=== Requirements ===
Count the lines below that contain the string "butterfly" and give only that number.

=== Input material ===
§ §

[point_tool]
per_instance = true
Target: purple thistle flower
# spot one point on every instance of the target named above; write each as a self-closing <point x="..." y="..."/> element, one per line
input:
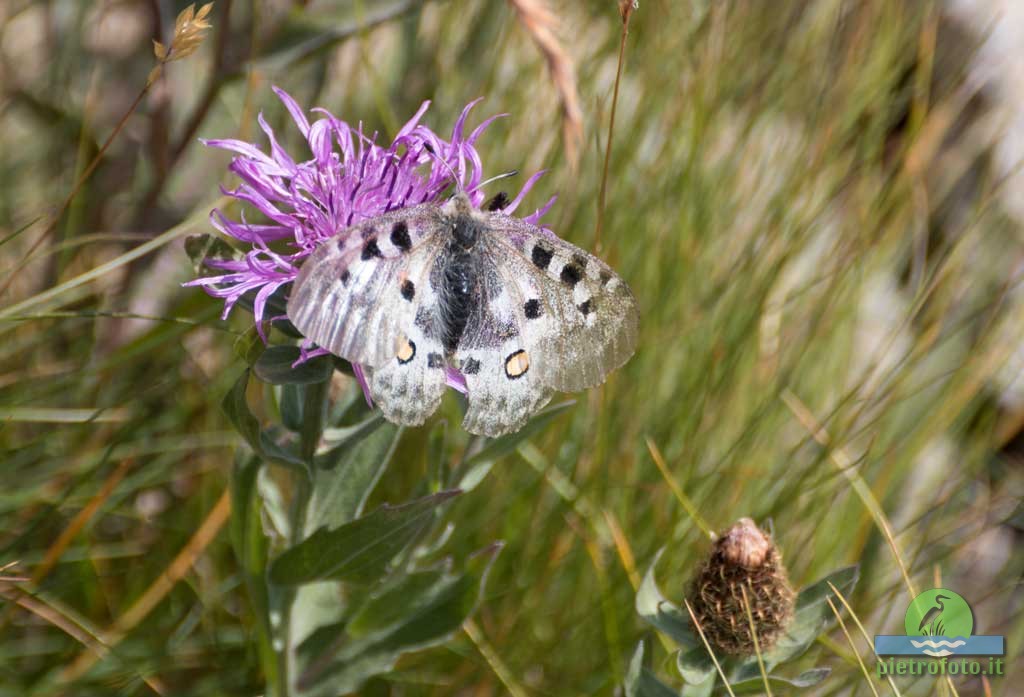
<point x="348" y="179"/>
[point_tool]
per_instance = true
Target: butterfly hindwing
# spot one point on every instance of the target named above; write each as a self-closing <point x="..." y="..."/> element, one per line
<point x="410" y="386"/>
<point x="357" y="292"/>
<point x="496" y="359"/>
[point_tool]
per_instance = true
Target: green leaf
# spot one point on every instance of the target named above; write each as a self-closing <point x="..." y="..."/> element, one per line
<point x="237" y="408"/>
<point x="476" y="467"/>
<point x="657" y="611"/>
<point x="640" y="682"/>
<point x="357" y="552"/>
<point x="437" y="463"/>
<point x="290" y="405"/>
<point x="274" y="366"/>
<point x="757" y="685"/>
<point x="345" y="475"/>
<point x="695" y="665"/>
<point x="811" y="616"/>
<point x="422" y="610"/>
<point x="816" y="594"/>
<point x="251" y="550"/>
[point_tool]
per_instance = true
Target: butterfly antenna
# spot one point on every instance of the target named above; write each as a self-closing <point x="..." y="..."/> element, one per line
<point x="455" y="177"/>
<point x="503" y="175"/>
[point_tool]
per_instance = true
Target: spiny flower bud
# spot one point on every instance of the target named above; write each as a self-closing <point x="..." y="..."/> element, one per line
<point x="743" y="559"/>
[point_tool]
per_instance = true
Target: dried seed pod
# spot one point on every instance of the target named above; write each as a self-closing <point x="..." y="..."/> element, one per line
<point x="744" y="558"/>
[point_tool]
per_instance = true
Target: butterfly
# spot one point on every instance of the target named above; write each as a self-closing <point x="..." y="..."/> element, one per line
<point x="518" y="311"/>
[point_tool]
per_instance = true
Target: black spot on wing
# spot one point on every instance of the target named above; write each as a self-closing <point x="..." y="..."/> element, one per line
<point x="500" y="201"/>
<point x="408" y="290"/>
<point x="371" y="250"/>
<point x="541" y="256"/>
<point x="570" y="274"/>
<point x="399" y="235"/>
<point x="408" y="352"/>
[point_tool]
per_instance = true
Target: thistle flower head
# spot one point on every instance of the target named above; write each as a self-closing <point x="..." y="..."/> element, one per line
<point x="345" y="177"/>
<point x="744" y="567"/>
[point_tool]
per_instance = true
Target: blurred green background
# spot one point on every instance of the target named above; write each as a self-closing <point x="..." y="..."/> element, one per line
<point x="805" y="195"/>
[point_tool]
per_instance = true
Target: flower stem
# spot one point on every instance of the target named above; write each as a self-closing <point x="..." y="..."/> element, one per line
<point x="611" y="128"/>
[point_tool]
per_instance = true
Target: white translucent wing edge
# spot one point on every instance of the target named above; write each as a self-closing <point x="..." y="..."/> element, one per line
<point x="572" y="351"/>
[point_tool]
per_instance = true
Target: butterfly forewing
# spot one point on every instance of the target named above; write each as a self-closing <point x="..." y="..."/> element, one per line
<point x="519" y="312"/>
<point x="579" y="316"/>
<point x="352" y="294"/>
<point x="497" y="354"/>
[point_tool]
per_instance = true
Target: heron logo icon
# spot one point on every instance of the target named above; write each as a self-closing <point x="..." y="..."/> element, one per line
<point x="939" y="623"/>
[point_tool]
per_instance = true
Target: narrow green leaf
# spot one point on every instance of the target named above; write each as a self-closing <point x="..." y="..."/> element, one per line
<point x="757" y="685"/>
<point x="476" y="467"/>
<point x="695" y="665"/>
<point x="660" y="613"/>
<point x="237" y="408"/>
<point x="276" y="306"/>
<point x="811" y="617"/>
<point x="437" y="465"/>
<point x="640" y="682"/>
<point x="434" y="606"/>
<point x="345" y="475"/>
<point x="314" y="405"/>
<point x="357" y="552"/>
<point x="251" y="550"/>
<point x="290" y="405"/>
<point x="274" y="366"/>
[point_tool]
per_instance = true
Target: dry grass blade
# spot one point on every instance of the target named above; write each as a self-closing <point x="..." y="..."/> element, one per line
<point x="623" y="548"/>
<point x="542" y="24"/>
<point x="62" y="619"/>
<point x="79" y="522"/>
<point x="714" y="658"/>
<point x="863" y="633"/>
<point x="159" y="589"/>
<point x="683" y="499"/>
<point x="754" y="636"/>
<point x="626" y="8"/>
<point x="494" y="660"/>
<point x="849" y="639"/>
<point x="845" y="465"/>
<point x="189" y="31"/>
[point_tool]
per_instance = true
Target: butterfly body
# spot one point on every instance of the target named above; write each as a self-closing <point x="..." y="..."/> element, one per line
<point x="519" y="312"/>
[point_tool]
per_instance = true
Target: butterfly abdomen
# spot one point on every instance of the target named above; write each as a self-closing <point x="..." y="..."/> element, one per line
<point x="458" y="288"/>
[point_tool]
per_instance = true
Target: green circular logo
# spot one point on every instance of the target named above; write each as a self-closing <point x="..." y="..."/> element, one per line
<point x="939" y="612"/>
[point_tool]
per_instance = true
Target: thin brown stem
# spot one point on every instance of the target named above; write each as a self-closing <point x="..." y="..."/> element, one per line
<point x="611" y="128"/>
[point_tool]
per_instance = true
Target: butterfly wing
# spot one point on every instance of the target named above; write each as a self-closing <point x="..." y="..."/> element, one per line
<point x="549" y="317"/>
<point x="409" y="387"/>
<point x="495" y="357"/>
<point x="579" y="318"/>
<point x="357" y="293"/>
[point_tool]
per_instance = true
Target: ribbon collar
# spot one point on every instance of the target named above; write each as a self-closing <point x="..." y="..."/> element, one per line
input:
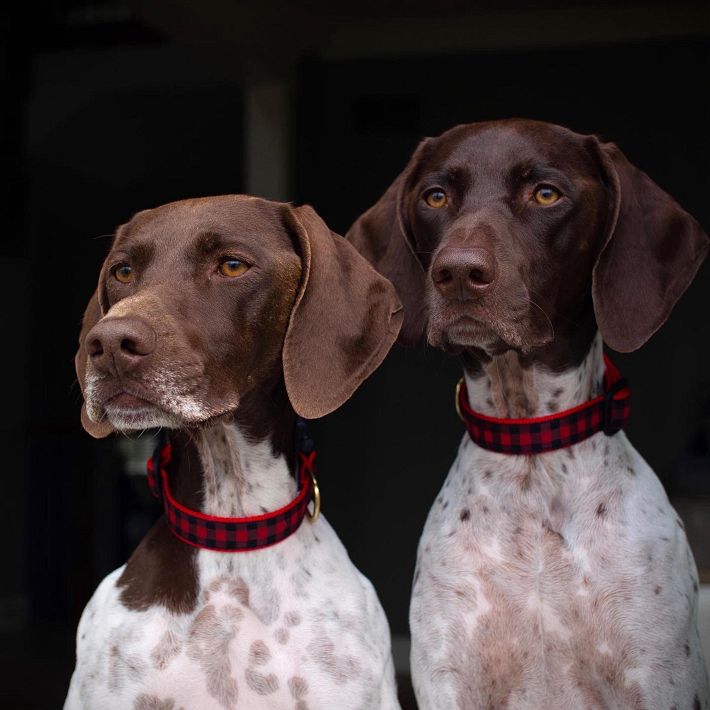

§ §

=== The completed task ===
7